[Provided text start]

Where does the good go

Notable Quotables or Dawn’s big book of quotes of the day

Look, I could tell you about eating the pork loin or losing eighteen throws of roshambo in a row…or I could just let you pretend like you were there…Dawn Summers presents: Her afternoon in vignettes.

Me: So we’re really going to the barbecue right after brunch? Seriously? Does that sound like a ridiculous plan to anyone else?
Pearatty: We decided not to make plans, remember?
Me: And that’s why we ended up with this ridiculous one.

F-train: “So who’s to blame for you guys being two hours late for brunch?”
Pearatty: We don’t do blame.
F-train: Oh, we do blame.
Pearatty: Ok, then we are all equally to blame.
Me: No way!
Pearatty: Uh…I was just trying to help you because you said he was going to blame you anyway.
F-train: I do blame her.

Me: Kaz said I would like Burning Man
F-train and Pearatty (simultaneously) No you wouldn’t.

Pearatty: Burning man is pretty much fire and wangs.
Me: Well, then the name accurately captures the experience.

Me: Ahhhh…that duck tried to kill me.

[Provided text end]

> _Problems and tasks_
A) Answer these questions about the blog post:
(i) According to Pearatty, what did the group decide not to do?
(ii) According to F-train's question, how late were they for brunch?
(iii) Who said the narrator would like Burning Man?
B) Carry on the blog post about the afternoon in vignettes from its final line, keeping its format of short exchanges.

[Recorded data start]

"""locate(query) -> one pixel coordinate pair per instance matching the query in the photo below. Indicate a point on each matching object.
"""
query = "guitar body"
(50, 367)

[Recorded data end]

> _Answers to the tasks_
A)
(i) Make plans.
(ii) Two hours.
(iii) Kaz.

B)
Mr. Pearatty: It wasn’t a duck, it was a swan.
Pearatty: Are you sure it wasn’t just an ugly duck?

F-train, after pearatty and I had wandered off: I knew I’d find you by the TV.
Me: I didn’t know it was a movie. I thought it was cartoons.
F-train: It does sound like cartoons, doesn’t it?

Me (watching Mr. Pearatty try to pry open a chain on an abandoned warehouse door): You just know he’s about to release some four hundred year old spirit that’s trapped in there. And then it’s gonna possess us and we’ll start eating brains.
Pearatty: Mr. Pearatty, stop that!

Pearatty, upon discovering a hole in the apple pie: Mr. Pearatty! I gave you shotgun so you would hold the pie in your lap!
Mr Pearatty: You said to hold the pie, you didn’t say hold it in my lap.
Pearatty: Why would I give you the front seat??!!!

Karol (after I told her the story later): Yeah, why would she give him the front seat? See? You can’t get divorced over stuff like that. But you want to.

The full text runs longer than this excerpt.